[Saved entries]
▽

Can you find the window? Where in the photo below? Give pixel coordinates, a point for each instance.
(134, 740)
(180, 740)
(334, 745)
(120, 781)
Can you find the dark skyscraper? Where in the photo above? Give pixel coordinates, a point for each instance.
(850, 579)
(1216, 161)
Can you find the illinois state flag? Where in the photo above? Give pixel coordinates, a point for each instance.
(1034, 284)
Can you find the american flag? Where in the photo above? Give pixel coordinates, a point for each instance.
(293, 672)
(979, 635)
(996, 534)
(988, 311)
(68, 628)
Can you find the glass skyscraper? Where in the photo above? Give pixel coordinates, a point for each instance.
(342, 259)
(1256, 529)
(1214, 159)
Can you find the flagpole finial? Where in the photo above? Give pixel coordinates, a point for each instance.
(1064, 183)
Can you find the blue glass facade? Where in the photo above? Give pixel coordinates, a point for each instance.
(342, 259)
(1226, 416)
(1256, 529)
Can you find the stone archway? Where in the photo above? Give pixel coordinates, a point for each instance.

△

Word for word, restate all of the data shown above.

Can you find the window? Where in the photo below? Give pixel coordinates, a point for each instance.
(134, 740)
(180, 740)
(334, 745)
(120, 781)
Can you find the dark skyscraper? Where in the photo above? Give pixel coordinates, a point for each instance.
(850, 579)
(1216, 161)
Can you find the illinois state flag? Where in the photo above? Give pixel coordinates, a point for each instance.
(1034, 284)
Can you find the american flag? Where in the photo above? Give pixel coordinates, a point for each instance.
(293, 672)
(979, 635)
(996, 534)
(988, 311)
(68, 628)
Can you find the glass skyscraper? Where in the photo above? Give pixel coordinates, a point for each instance.
(342, 259)
(1256, 529)
(1214, 159)
Can you find the flagpole finial? Where in the photo above? Give pixel coordinates, a point for each instance.
(1064, 183)
Can you find the blue glass facade? Where in the photo above? Give pixel coordinates, a point for each instance.
(342, 259)
(1226, 416)
(1256, 529)
Can you find the stone archway? Where in the photo above? Give pixel coordinates, a point for each instance.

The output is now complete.